TASK OBJECTIVE >> Your task is to output the data exactly as it stands.
START DATASET EXCERPTS
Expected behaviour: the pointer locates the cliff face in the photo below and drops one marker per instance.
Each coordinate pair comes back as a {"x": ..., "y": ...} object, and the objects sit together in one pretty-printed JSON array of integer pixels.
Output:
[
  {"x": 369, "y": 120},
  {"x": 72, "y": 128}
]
END DATASET EXCERPTS
ANSWER FOR THIS EXERCISE >>
Expected behaviour: the pointer locates the cliff face in the photo below and drops one marker per instance.
Each coordinate pair comes back as a {"x": ..., "y": ...} object, and the objects sit together in one pretty-printed JSON array of integer pixels.
Output:
[
  {"x": 369, "y": 120},
  {"x": 72, "y": 128}
]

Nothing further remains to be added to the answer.